» **Exercise description**: What you return should be the complete data below, word for word, with no pictures in it.

*** Study material

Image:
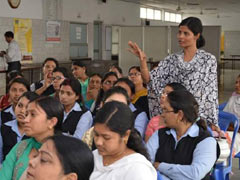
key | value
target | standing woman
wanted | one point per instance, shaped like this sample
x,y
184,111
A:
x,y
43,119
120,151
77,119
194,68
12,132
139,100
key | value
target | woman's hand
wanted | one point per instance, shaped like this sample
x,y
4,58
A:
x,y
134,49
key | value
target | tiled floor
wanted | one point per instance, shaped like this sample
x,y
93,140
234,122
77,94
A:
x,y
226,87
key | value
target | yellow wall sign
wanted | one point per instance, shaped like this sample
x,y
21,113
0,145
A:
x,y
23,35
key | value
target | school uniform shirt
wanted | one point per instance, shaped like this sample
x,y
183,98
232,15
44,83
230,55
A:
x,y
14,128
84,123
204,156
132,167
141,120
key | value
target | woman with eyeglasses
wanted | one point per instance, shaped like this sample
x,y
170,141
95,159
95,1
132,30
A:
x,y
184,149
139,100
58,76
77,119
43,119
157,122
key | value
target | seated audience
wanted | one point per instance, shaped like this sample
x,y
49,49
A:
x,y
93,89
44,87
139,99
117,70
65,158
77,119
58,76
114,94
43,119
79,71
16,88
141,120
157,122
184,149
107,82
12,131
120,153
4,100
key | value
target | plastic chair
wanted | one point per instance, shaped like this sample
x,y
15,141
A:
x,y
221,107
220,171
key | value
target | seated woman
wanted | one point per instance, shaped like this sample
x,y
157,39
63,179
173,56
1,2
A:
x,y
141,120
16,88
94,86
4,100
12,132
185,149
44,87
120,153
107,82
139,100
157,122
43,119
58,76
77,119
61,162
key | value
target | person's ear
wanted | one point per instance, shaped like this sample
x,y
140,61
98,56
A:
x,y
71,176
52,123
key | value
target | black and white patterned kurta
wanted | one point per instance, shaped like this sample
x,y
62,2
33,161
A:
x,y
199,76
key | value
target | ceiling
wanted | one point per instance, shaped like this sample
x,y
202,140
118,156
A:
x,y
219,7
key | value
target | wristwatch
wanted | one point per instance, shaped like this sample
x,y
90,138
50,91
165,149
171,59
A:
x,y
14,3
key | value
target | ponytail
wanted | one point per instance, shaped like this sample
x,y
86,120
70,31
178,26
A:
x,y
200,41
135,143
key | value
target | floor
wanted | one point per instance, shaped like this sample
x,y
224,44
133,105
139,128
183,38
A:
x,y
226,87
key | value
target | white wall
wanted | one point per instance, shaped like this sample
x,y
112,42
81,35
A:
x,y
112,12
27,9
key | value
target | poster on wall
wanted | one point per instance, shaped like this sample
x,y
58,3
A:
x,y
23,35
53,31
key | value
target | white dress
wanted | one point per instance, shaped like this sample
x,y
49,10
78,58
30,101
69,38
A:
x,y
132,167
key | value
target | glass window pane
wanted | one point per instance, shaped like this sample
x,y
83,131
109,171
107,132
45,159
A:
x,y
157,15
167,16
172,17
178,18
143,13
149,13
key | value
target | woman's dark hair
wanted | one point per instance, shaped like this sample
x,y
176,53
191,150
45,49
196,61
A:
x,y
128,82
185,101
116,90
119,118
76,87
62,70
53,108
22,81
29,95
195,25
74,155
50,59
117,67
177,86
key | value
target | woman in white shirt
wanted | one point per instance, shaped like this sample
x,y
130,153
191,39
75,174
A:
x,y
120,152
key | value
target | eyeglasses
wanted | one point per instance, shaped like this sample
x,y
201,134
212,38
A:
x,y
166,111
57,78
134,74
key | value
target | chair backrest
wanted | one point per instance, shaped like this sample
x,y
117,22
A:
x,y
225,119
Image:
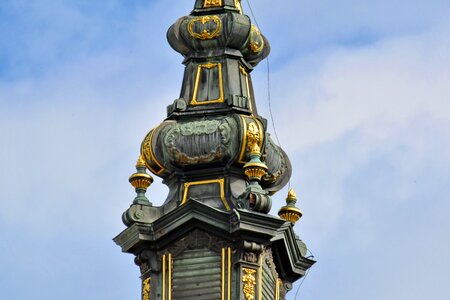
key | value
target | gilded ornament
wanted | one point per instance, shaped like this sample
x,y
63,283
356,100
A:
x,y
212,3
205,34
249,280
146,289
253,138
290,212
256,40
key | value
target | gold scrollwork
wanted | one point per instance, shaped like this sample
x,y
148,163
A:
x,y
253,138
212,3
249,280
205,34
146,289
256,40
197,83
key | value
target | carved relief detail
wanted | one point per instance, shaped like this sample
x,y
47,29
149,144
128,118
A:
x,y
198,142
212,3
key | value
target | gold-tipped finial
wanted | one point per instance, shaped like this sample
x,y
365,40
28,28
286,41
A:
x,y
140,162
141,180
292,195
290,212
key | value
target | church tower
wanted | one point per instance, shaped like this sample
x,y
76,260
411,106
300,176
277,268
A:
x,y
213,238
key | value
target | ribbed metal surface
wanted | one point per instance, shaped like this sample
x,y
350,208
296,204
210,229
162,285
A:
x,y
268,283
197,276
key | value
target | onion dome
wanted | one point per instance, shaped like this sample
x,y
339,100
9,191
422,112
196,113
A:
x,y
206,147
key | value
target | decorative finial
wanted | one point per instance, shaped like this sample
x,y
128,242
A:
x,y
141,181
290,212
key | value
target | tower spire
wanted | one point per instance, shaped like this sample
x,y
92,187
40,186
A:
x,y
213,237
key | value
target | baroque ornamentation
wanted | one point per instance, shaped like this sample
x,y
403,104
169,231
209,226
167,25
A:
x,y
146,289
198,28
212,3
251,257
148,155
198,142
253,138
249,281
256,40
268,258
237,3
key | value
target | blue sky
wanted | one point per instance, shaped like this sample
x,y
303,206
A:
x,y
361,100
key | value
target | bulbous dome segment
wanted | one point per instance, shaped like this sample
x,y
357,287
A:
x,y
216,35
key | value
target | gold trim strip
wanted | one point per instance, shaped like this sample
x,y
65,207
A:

******

» **Result**:
Image:
key | value
target | standing woman
wanted | one point per instance, shaped like this sample
x,y
184,111
A:
x,y
43,119
120,151
77,119
194,68
12,132
139,100
key | value
target | woman's hand
wanted | one point per instance, shaped like this sample
x,y
4,58
A:
x,y
134,49
key | value
target | tiled floor
wanted | one point per instance, shaped like this sample
x,y
93,140
234,122
77,94
A:
x,y
226,87
key | value
target | yellow wall sign
wanted | one point per instance, shaped like this sample
x,y
21,113
0,145
A:
x,y
23,35
key | value
target | school uniform shirt
wanted | one point per instance, shaped like this sample
x,y
183,98
232,15
44,83
230,55
A:
x,y
14,128
84,123
204,156
132,167
141,120
key | value
target | woman with eyeglasses
wanted | one point per instance, shaped like this sample
x,y
170,141
95,159
95,1
132,30
A:
x,y
184,149
139,100
58,76
77,119
43,119
157,122
key | value
target | seated audience
wanted | one point per instance, shaped like this sample
x,y
49,49
A:
x,y
93,89
44,87
139,99
117,70
65,158
77,119
58,76
114,94
43,119
79,71
16,88
141,120
157,122
184,149
107,82
12,131
120,153
4,100
key | value
target | plastic chair
wanted | one point per instance, shaped like this sample
x,y
15,141
A:
x,y
221,107
220,171
key | value
target | seated woman
wanted | one point per instance, shaped like this sample
x,y
157,39
63,179
173,56
1,2
A:
x,y
141,120
16,88
94,86
4,100
12,132
185,149
44,87
120,153
107,82
139,100
157,122
43,119
58,76
77,119
61,162
key | value
target | person's ear
wanted | one point per instance, shaped like this sample
x,y
140,61
98,56
A:
x,y
71,176
52,123
key | value
target | black and white patterned kurta
wanted | one point per instance, shaped like this sample
x,y
62,2
33,161
A:
x,y
199,76
key | value
target | ceiling
wanted | one point per instance, shaped like this sample
x,y
202,140
118,156
A:
x,y
219,7
key | value
target | wristwatch
wanted | one point per instance, shaped like this sample
x,y
90,138
50,91
165,149
171,59
A:
x,y
14,3
key | value
target | ponytail
wanted | one point per instance, shaped like this sample
x,y
86,120
70,31
178,26
A:
x,y
200,41
135,143
key | value
target | floor
wanted | one point per instance, shaped like this sample
x,y
224,44
133,105
139,128
183,38
A:
x,y
226,87
key | value
target | white wall
wanted | one point per instance, shaped like this sample
x,y
112,42
81,35
A:
x,y
112,12
27,9
key | value
target | poster on wall
wanted | one point per instance, shaped like this sample
x,y
58,3
A:
x,y
23,35
53,31
key | value
target | white dress
wanted | one point per instance, shaped like this sample
x,y
49,10
78,58
30,101
69,38
A:
x,y
132,167
key | value
target | glass window pane
wanted | one point per instance, shaped like this sample
x,y
83,131
109,171
107,132
45,159
A:
x,y
157,15
167,16
172,17
178,18
143,13
149,13
key | value
target | woman's dark hair
wanted | one point per instance, shaped like this sample
x,y
176,53
191,150
45,49
196,61
A:
x,y
128,82
185,101
116,90
119,118
76,87
62,70
53,108
22,81
29,95
195,25
74,155
50,59
117,67
177,86
key | value
target | woman in white shirt
wanted | one point per instance, shaped like this sample
x,y
130,153
191,39
75,174
A:
x,y
120,152
key | value
target | eyeglasses
wanted | one point per instance, shaped like this sample
x,y
201,134
212,38
A:
x,y
166,111
57,78
134,74
key | value
target | chair backrest
wanted | one point per instance, shaped like this sample
x,y
117,22
A:
x,y
225,119
Image:
key | value
target | gilded ornament
wanted | one point per instance, shaped like this sample
x,y
63,283
356,100
A:
x,y
212,3
205,34
249,280
146,289
253,138
290,212
256,40
key | value
target | gold scrollwork
wanted | one point per instance, shaped like this sample
x,y
148,163
A:
x,y
253,138
212,3
249,280
205,34
146,289
256,40
197,83
key | value
target | carved relief detail
wanted | one point per instance, shaped like this sample
x,y
47,29
149,144
128,118
A:
x,y
198,142
212,3
key | value
target | gold-tipped finial
wanted | one point per instance, shaped like this sample
x,y
365,40
28,28
286,41
A:
x,y
140,162
141,180
292,195
290,212
key | value
target | church tower
wanted | one point per instance, shaped like this sample
x,y
76,260
411,106
300,176
277,268
A:
x,y
213,238
key | value
target | ribbed metal surface
wanted | one point per instance, shaped like this sample
x,y
350,208
296,204
210,229
162,285
A:
x,y
268,283
197,276
key | value
target | onion dome
wanted | one point per instance, shaped like this sample
x,y
339,100
9,191
422,112
196,113
A:
x,y
206,147
key | value
target | decorative finial
wanted | one point per instance, shaped like this sample
x,y
128,242
A:
x,y
141,181
290,212
key | value
target | tower spire
wanted | one point per instance, shaped like this sample
x,y
92,187
40,186
A:
x,y
213,237
key | value
target | baroque ornamentation
wanted | one point per instance, shaped like this sample
x,y
403,104
169,231
209,226
167,25
A:
x,y
146,289
198,28
212,3
251,257
148,155
198,142
253,138
249,281
256,40
268,258
237,3
key | value
target | blue sky
wanted | one point per instance, shaped like this sample
x,y
303,206
A:
x,y
361,100
key | value
target | bulbous dome segment
wanted | one point per instance, shaped like this sample
x,y
357,287
A:
x,y
216,35
key | value
target | gold trim strip
wanted | one point per instance, shaped like this sample
x,y
65,207
A:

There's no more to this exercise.